INSTRUCTION 1: Update the listing, starting at the line containing "task | put a marker on each instance of the woman" and ending at the line containing "x=732, y=281", by replacing "red top" with "blue jacket" and leaving everything else unchanged. Return only those lines.

===== PASSAGE GIVEN =====

Picture the scene; A
Scandinavian farm house stands close to a small, Viking village, with
a fresh stream feeding a nearby well.
Barley, the staple
grain harvested during the Viking Age in Scandinavia, has been soaked
in the stream to start the germination process. It is kilned at a
fairly low temperature for the time in the local sauna producing a paler than
average malt, and mixed into water in a large vessel. The starches
convert to sugars before the spent grain is used as feed for the village’s
livestock.
A log fire burns underneath the kettle, boiling the wort. Juniper berries and herbs are added for flavour
before being fed in to a large vat. The concoction cools overnight
and in the morning, the Clans Jarl stirs the wort with his staff and
gives it life. Because of the Jarls intervention, in the following
few days, the wort transforms to beer and sustains every man, woman and
child in the village.

===== MATERIAL =====

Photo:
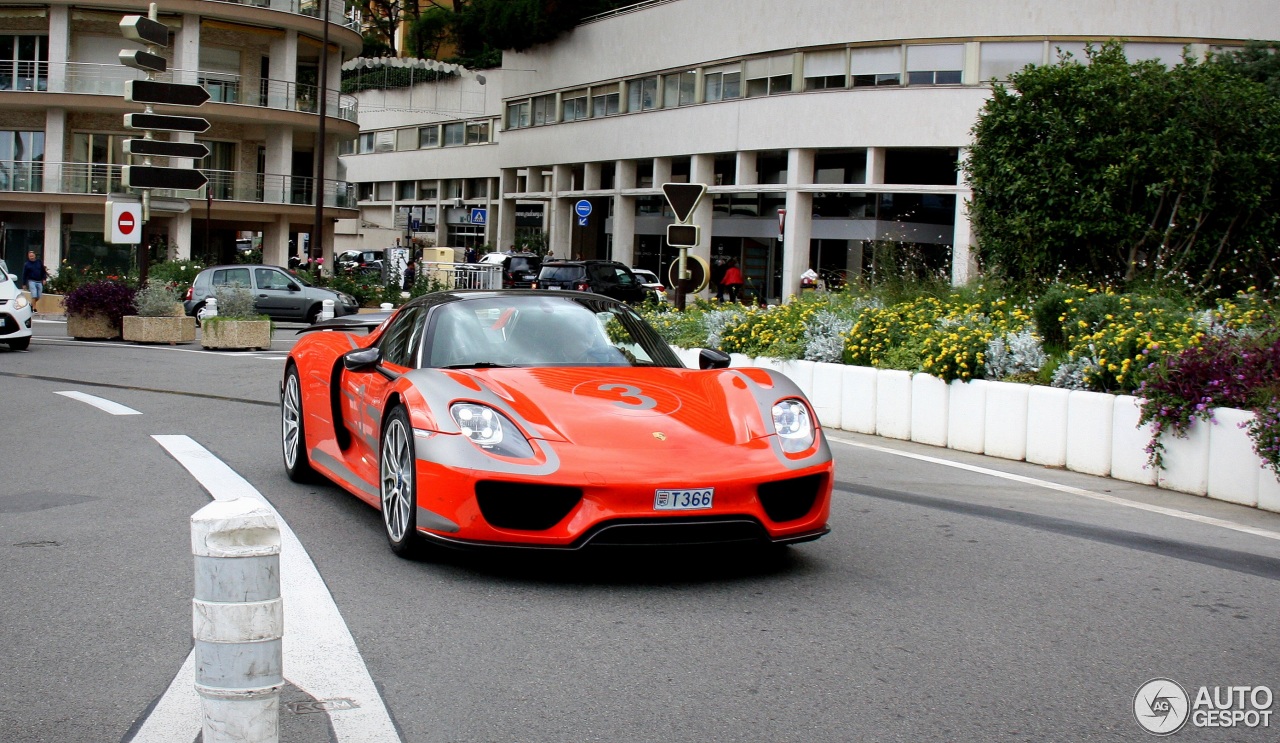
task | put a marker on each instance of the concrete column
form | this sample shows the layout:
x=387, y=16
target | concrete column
x=799, y=228
x=506, y=236
x=55, y=146
x=661, y=172
x=179, y=232
x=53, y=256
x=561, y=213
x=592, y=176
x=283, y=71
x=745, y=169
x=702, y=169
x=279, y=164
x=59, y=48
x=275, y=241
x=874, y=164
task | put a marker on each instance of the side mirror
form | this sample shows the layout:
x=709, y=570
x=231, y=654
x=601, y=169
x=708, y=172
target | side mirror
x=362, y=359
x=712, y=359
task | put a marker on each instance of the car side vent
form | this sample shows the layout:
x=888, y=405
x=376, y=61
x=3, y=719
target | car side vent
x=525, y=506
x=789, y=500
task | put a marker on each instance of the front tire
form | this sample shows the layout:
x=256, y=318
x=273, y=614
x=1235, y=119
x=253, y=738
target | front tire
x=293, y=438
x=397, y=484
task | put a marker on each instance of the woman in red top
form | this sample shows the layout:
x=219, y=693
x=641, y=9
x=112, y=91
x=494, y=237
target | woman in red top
x=732, y=281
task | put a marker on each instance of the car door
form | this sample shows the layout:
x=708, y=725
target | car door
x=277, y=295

=====

INSTRUCTION 2: List every ingredient that the passage on Viking brewing names as going into the wort.

FULL SOLUTION 1:
task | put a marker on each instance of the woman in blue jacket
form | this sample shows the layout:
x=219, y=693
x=641, y=9
x=112, y=91
x=494, y=237
target | woman in blue jacket
x=732, y=281

FULL SOLUTION 2:
- Barley (as malt)
- Water
- Juniper berries
- Herbs